### WHAT YOU ARE ASKED TO DO
Each line below has to be output exactly, from first to last.

= = = = =

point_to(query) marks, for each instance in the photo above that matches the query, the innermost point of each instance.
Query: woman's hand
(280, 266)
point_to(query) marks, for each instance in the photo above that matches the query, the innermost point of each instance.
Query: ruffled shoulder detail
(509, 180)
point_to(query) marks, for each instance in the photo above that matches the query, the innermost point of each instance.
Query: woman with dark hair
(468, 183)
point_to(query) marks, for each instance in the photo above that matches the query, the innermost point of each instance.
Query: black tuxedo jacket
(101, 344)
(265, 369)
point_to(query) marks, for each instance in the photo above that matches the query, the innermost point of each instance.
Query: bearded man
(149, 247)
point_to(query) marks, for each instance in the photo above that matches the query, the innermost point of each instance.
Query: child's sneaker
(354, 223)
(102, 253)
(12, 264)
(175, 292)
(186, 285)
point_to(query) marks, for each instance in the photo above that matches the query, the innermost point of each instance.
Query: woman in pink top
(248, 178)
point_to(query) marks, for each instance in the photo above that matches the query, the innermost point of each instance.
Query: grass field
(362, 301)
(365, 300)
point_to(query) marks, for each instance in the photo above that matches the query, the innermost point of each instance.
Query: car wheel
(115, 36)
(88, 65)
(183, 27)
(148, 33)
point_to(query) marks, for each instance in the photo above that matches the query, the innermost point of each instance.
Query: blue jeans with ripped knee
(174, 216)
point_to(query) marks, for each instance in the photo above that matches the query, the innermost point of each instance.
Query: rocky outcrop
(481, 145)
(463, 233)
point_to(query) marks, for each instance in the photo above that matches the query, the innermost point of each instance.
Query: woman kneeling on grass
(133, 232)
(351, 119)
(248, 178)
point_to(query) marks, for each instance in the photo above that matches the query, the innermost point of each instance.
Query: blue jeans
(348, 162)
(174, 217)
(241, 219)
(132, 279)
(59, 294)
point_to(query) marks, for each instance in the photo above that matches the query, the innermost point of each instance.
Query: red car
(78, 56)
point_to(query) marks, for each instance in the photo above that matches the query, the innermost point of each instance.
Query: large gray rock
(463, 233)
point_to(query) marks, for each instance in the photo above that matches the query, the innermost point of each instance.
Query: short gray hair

= = = = =

### ANSWER TO THE EXERCISE
point_to(query) marks, for each instance in the photo above that matches the query, the innermost point of each instance.
Query: woman's hand
(280, 266)
point_to(query) marks, for each instance in the photo above that matches the query, the innermost point of each instance.
Query: ruffled shoulder detail
(509, 180)
point_to(query) marks, for each instance in the photo above that matches the query, the innermost point of each instance.
Query: woman with dark hair
(468, 183)
point_to(query) marks, for each instance in the photo above that matches the query, the innermost point of each instance.
Query: black tuxedo jacket
(101, 344)
(265, 369)
point_to(query) marks, for each instance in the photo above that matches the query, the innermost point of each instance.
Query: bearded man
(149, 247)
point_to(query) marks, for each instance in the photo above that matches the query, the innermost point of each instance.
Query: child's sneaker
(354, 223)
(102, 253)
(12, 264)
(175, 292)
(186, 285)
point_to(query) marks, for each instance in the photo above that matches the query, the innermost point of each instance.
Query: woman in pink top
(248, 178)
point_to(query) marks, for each instance in the photo above that matches the query, the innermost point of each instance.
Query: grass field
(362, 301)
(365, 300)
point_to(query) marks, for each instance in the photo above that matches the query, the innermost point of each instance.
Query: car wheel
(115, 36)
(88, 65)
(183, 27)
(148, 33)
point_to(query) marks, for each instance in the photo above that matches the query, the innermost point of each instance.
Query: blue jeans with ripped knee
(174, 216)
point_to(query) marks, for each instance in the photo above that matches the query, the innermost point of each instance.
Query: rocky outcrop
(481, 145)
(463, 233)
point_to(query) marks, for each instance in the photo above that matches the query, the innermost point of each instance.
Query: woman kneeling on grass
(133, 232)
(351, 119)
(248, 178)
point_to(query) marks, for each instance in the photo above that matches the query, the innermost point of each instance.
Query: blue jeans
(348, 162)
(174, 217)
(241, 219)
(132, 279)
(59, 294)
point_to(query) marks, for each instance in the photo above that matches the query, the innermost point of each instance.
Query: red car
(78, 56)
point_to(query) marks, for each instance in the photo above that matches the query, the innermost point of each instance.
Query: large gray rock
(463, 233)
point_to(query) marks, for each instance in the photo above that matches the query, the innermost point of each instance.
Query: short gray hair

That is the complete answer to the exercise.